▸ Records to process
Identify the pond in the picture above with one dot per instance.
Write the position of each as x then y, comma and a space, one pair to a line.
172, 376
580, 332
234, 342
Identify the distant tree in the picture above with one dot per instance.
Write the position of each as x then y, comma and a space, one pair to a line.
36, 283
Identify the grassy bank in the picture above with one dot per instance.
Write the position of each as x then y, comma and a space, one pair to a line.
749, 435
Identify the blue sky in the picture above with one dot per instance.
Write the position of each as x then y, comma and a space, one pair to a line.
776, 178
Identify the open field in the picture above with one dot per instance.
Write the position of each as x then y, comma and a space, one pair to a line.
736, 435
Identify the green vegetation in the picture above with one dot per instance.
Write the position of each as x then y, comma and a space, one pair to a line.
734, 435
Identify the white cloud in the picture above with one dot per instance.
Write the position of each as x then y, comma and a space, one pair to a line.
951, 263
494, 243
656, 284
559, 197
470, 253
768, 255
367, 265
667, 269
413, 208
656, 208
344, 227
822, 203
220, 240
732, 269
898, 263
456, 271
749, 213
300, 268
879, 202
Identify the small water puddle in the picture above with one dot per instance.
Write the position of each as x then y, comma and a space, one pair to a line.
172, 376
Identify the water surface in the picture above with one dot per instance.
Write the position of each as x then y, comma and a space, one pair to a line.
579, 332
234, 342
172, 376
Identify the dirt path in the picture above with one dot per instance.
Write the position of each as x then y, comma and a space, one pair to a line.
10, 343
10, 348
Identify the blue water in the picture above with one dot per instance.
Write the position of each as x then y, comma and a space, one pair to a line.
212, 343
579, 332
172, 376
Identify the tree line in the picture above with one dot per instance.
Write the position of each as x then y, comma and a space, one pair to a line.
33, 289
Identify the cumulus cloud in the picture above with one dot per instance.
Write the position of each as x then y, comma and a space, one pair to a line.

▸ Exercise directions
Would you retype the full listing without altering a single word?

▸ Solution to this exercise
Identify the pond in the picture above with one dot per instance.
Write the position of each as x then y, comma and a space, one pair to a line.
172, 376
580, 332
234, 342
Identify the distant tree in the picture above with one dot per instance.
Write the position of each as x then y, comma and a space, one pair to a line.
36, 283
Identify the grassy bank in the picture above with one dot per instance.
Write the position of each as x then y, comma and a space, one pair to a line.
749, 435
Identify the blue sky in the picture above with one dot per instance.
Write the position of each as x then y, comma and a space, one pair to a line.
776, 178
Identify the open field in the picture above with one dot per instance.
Write the position of each as x then y, comma and a space, one pair to a line.
736, 435
Identify the green vegetation in the picture above with one dot per instance.
Write the position of each as x then y, comma and a space, one pair to a line.
734, 435
Identify the white cloud in the picture above with one dot per instance.
Write the position of each as x then y, comma and a space, one pair to a line.
951, 263
494, 243
656, 284
559, 197
470, 253
768, 255
367, 265
667, 269
413, 208
656, 208
344, 227
822, 203
220, 240
732, 269
898, 263
456, 271
749, 213
300, 268
879, 202
Identify the small water puddle in the picture above with one dot per instance.
Write the position of each as x then y, comma and a space, one pair to a line.
172, 376
Identify the water surface in the picture above with one dot per instance.
Write the position of each as x then y, comma and a space, one pair to a line.
579, 332
234, 342
172, 376
Identify the dirt path in the picture above with one dot per instance.
Write the position of each as x then y, comma and a space, one pair to a line.
10, 343
10, 348
Identify the blue water in the picture above with one dot per instance.
Write the position of each as x then y, comma and a space, one pair to a line.
212, 343
579, 332
172, 376
Identify the tree line in the picture above with one dot per instance.
Write the position of each as x then y, comma and a space, one pair to a line.
33, 289
Identify the cumulus cloud in the picture above with one dot per instance.
Write the position of each as x then y, comma and a space, one pair to a line.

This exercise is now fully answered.